Question

A ball of mass $160g$ is thrown up at an angle of ${60^ \circ }$ to the horizontal at a speed of $10m{s^{ - 1}}$ . The angular momentum of the ball at the highest point of its trajectory with respect to the point from which the ball is thrown is nearly: $\left( {g = 10m{s^{ - 2}}} \right)$
(A) $1.73kg{m^2}/s$
(B) $3.0kg{m^2}/s$
(C) $3.46kg{m^2}/s$
(D) $6.0kg{m^2}/s$

Answer 1

Hint To solve this question, we need to use the basic formula of the angular momentum. The initial conditions of the projectile motion will give the values of the necessary parameters required for obtaining the final answer.

**Recorded data:**

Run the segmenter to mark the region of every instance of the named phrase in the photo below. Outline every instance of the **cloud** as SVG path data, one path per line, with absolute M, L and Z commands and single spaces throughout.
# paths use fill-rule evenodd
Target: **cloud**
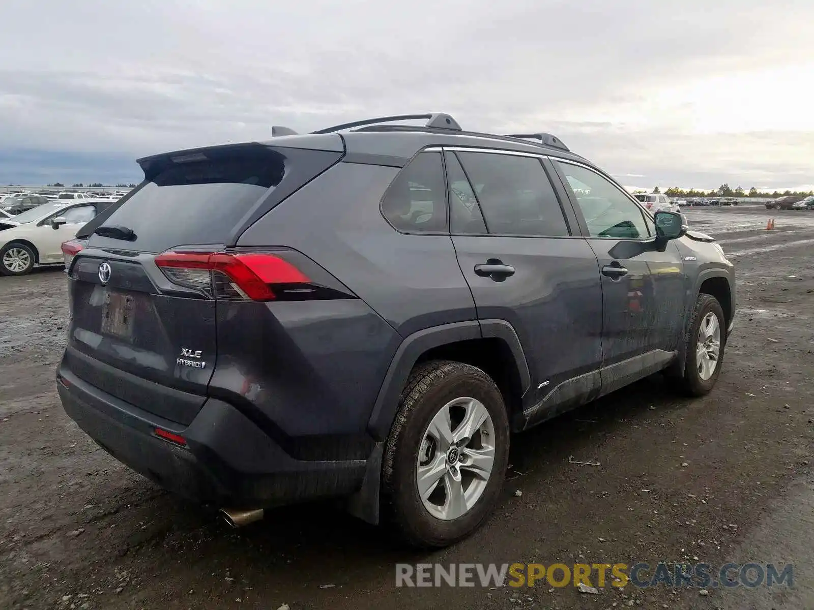
M 7 0 L 0 150 L 132 159 L 438 110 L 637 182 L 807 184 L 812 19 L 809 0 Z

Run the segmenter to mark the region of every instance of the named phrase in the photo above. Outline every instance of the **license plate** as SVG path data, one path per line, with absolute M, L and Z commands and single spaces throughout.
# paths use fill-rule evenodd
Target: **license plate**
M 129 294 L 107 291 L 102 306 L 102 332 L 129 339 L 133 336 L 133 299 Z

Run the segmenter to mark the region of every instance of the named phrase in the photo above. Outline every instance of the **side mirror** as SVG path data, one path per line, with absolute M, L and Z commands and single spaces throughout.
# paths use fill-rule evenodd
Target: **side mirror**
M 657 211 L 654 218 L 657 241 L 669 242 L 671 239 L 678 239 L 687 232 L 687 219 L 683 214 L 675 211 Z

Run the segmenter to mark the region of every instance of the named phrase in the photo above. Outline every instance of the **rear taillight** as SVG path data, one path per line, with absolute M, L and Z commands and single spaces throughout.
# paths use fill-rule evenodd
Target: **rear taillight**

**What needs to be done:** Repeat everything in the angular momentum problem from "Hint To solve" down to "the final answer.", word for word.

**Response to the exercise:**
Hint To solve this question, we need to use the basic formula of the angular momentum. The initial conditions of the projectile motion will give the values of the necessary parameters required for obtaining the final answer.